In the copy, include no pictures. Reproduce the rest of the entries exactly.

--------------------

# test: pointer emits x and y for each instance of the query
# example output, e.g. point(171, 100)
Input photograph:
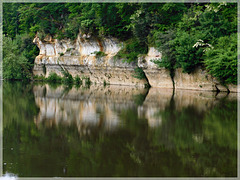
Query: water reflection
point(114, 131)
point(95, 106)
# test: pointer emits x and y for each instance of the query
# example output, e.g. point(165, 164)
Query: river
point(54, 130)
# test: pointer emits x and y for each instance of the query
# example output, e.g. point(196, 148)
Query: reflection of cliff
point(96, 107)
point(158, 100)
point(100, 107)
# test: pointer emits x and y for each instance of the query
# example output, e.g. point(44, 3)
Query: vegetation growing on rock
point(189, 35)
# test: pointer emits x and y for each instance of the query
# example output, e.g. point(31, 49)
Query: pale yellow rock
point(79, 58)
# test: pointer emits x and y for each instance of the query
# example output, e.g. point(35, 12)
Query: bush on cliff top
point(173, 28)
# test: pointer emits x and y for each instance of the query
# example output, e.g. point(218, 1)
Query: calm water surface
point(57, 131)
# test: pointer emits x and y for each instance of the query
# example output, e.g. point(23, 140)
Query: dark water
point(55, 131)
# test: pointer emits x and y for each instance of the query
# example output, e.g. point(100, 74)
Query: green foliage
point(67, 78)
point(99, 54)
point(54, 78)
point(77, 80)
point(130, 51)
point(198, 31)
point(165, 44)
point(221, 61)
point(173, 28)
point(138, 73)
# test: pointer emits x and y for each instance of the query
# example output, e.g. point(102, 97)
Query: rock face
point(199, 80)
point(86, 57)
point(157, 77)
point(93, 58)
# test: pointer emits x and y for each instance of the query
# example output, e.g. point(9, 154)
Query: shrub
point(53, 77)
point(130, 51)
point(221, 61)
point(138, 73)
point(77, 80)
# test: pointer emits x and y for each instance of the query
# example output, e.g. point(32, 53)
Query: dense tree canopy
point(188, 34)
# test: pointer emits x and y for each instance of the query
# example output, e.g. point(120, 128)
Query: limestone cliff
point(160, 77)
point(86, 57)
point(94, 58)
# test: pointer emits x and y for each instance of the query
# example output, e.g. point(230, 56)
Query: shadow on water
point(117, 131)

--------------------

▶ **Reply**:
# test: pointer emits x and y for each instance of the query
# example output, e.g. point(171, 100)
Input photograph:
Query: water reflection
point(114, 131)
point(95, 106)
# test: pointer emits x and y for each instance of the query
# example output, e.g. point(165, 164)
Query: river
point(54, 130)
# test: pointer emits x and y for each instance of the query
# example output, e.g. point(196, 148)
Query: reflection of cliff
point(96, 107)
point(158, 100)
point(100, 107)
# test: pointer emits x and y for each instance of the query
# example output, e.g. point(44, 3)
Query: vegetation growing on rock
point(189, 35)
# test: pointer emits x and y for each instance of the query
# example output, e.g. point(31, 49)
Query: pale yellow rock
point(79, 58)
# test: pointer emits x and y for each instance of the query
# example output, e.g. point(35, 12)
Query: bush on cliff top
point(173, 28)
# test: pointer emits x and y for each instance of the query
# example output, e.g. point(218, 1)
Query: calm water surface
point(57, 131)
# test: pointer emits x and y for each instance of the query
# example output, e.g. point(23, 140)
Query: dark water
point(55, 131)
# test: pointer emits x and y for each instance of the query
# example output, e.g. point(100, 74)
Query: green foliage
point(67, 78)
point(99, 54)
point(54, 78)
point(77, 80)
point(130, 51)
point(198, 31)
point(165, 44)
point(221, 61)
point(173, 28)
point(138, 73)
# test: pointer emits x and y for each instance of the query
# example output, e.g. point(102, 97)
Query: rock face
point(199, 80)
point(86, 57)
point(157, 77)
point(93, 58)
# test: pointer emits x and y for each instance of the query
# example output, e.g. point(9, 154)
Query: shrub
point(53, 77)
point(130, 51)
point(221, 61)
point(138, 73)
point(77, 80)
# test: pointer emits x and y for each instance of the query
# example output, e.g. point(32, 53)
Query: dense tree canopy
point(188, 34)
# test: pointer emits x and y for each instance of the query
# example output, e.g. point(120, 128)
Query: limestone cliff
point(160, 77)
point(86, 57)
point(94, 58)
# test: pointer emits x and y for each instance of the query
# example output, e.g. point(230, 56)
Query: shadow on water
point(117, 131)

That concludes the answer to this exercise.